● COSA PRODURRE
Prosegui il testo sull'uso dei fanghi di depurazione in agricoltura, riprendendo subito dopo la sua ultima frase.

● TESTO DELLA PAGINA
__________

L’uso dei fanghi in agricoltura potrebbe essere una buona pratica nell’ambito dell’economia circolare, ma il caos normativo rende difficile capire pregi e difetti di questa soluzione capace di contrastare il fenomeno dell’impoverimento del suolo

Desertificazione (il 41 per cento dei terreni in Italia è a rischio, secondo i dati del Cnr), e perdita del suolo sono uno dei maggiori problemi dell’agricoltura. Il settore risicolo della Lomellina, a causa anche di alcune peculiarità, ne sta soffrendo particolarmente. Una delle soluzioni, adottata fin dagli anni 90, si chiama fanghi. Ovvero reflui civili e agro-industriali di tipo organico, appositamente depurati e igienizzati, sparsi sui terreni per ridare fertilità. Fin qui tutto bene, anzi siamo nell’ottica dell’economia circolare, sostenuta e promossa dall’Ue. Ma di mezzo ci sono i timori per le possibili sostanze inquinanti, i miasmi che non piacciono ai cittadini. Allarmi spesso irrazionali, difficili da gestire. Tanto che 51 Comuni delle province di Pavia e Lodi sono ricorsi al Tar impugnando la normativa della Regione Lombardia che ha stabilito in 10.000 mg/Kg di sostanza secca il valore limite degli idrocarburi pesanti nei fanghi (il Tar dovrebbe esprimersi in aprile). Valori troppo alti: questo è il rischio paventato da sindaci e popolazione. Ma andiamo per gradi a srotolare la matassa.

Regole poco chiare in un settore in forte espansione come quello dei fanghi, dove ancora c’è incertezza normativa

Dalla direttiva Ue all’intervento delle Regioni – In Italia, quando si tratta di applicazione di una norma, al solito le cose si ingarbugliano. La materia dei fanghi di depurazione in agricoltura è disciplinata da una direttiva Ue (86/288/Cee) recepita dall’Italia con un decreto legislativo (99/1992). Poiché il decreto è molto datato (da anni si parla di una sua revisione da parte del Ministero), alla luce di un’evoluzione tecnico-scientifica, varie Regioni hanno deciso di applicare norme più restrittive (lo prevede il D.lgs). La Lombardia ha cominciato a deliberare sul tema fin dal 2003 (Dgr. 30 dicembre 2003, n. 7/15944), delegando alle Province le funzioni amministrative relative al rilascio delle autorizzazioni agli impianti. Ha introdotto un limite per idrocarburi totali, solventi, tensioattivi e pesticidi. Fino ad arrivare all’ultima normativa (la delibera 2031 del 2014), dove sono stati introdotti limiti anche per Ipa (idrocarburi policiclici aromatici a base di benzene), Pcb, diossine e furani, cui sono seguite due integrazioni successive, nel 2016 e 2017.

__________

● INFORMAZIONI FORNITE
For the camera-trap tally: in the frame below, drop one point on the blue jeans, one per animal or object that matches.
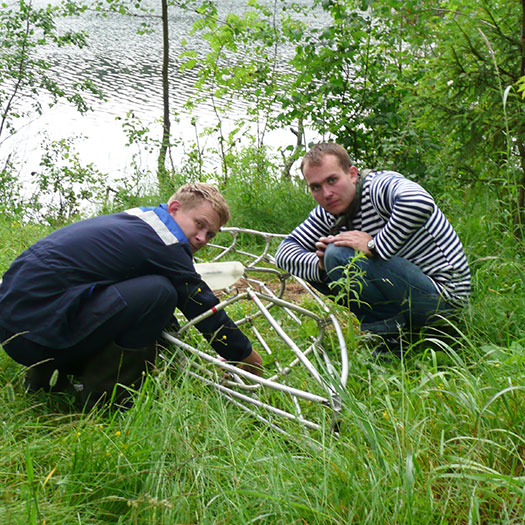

__________

● RISULTATO DEL COMPITO
Ministero vs Cassazione – Due pareri usciti nel 2017 hanno però cambiato le carte in tavola. Uno è rappresentato da una sentenza della Cassazione (terza sezione penale n. 27985 del 6.6.2017) per un episodio avvenuto in Toscana di spargimento di fanghi tossici (in relazione al contenuto di idrocarburi pesanti). I giudici, non avendo trovato valori-limite per tali analiti nella normativa nazionale e in quella regionale toscana, hanno applicato un’altra legge ambientale che prevedesse limiti per tali idrocarburi. Ovvero quella sulle bonifiche (colonna A della tab. 1 dell’allegato 5 al titolo V, parte IV, del T.U. ambientale ), che fissa a 50 mg/Kg di sostanza secca gli idrocarburi pesanti (carbonio superiore a 12) massimi presenti in un terreno bonificato. Appena prima era uscita una nota del ministero dell’Ambiente (5/1/2017) , sulla base di una richiesta sempre della Regione Toscana che, citando un parere dell’Ispra, ha dichiarato l’incompatibilità fra la legislazione sulle bonifiche e quella sui fanghi da utilizzarsi in agricoltura. Due visioni contraddittorie.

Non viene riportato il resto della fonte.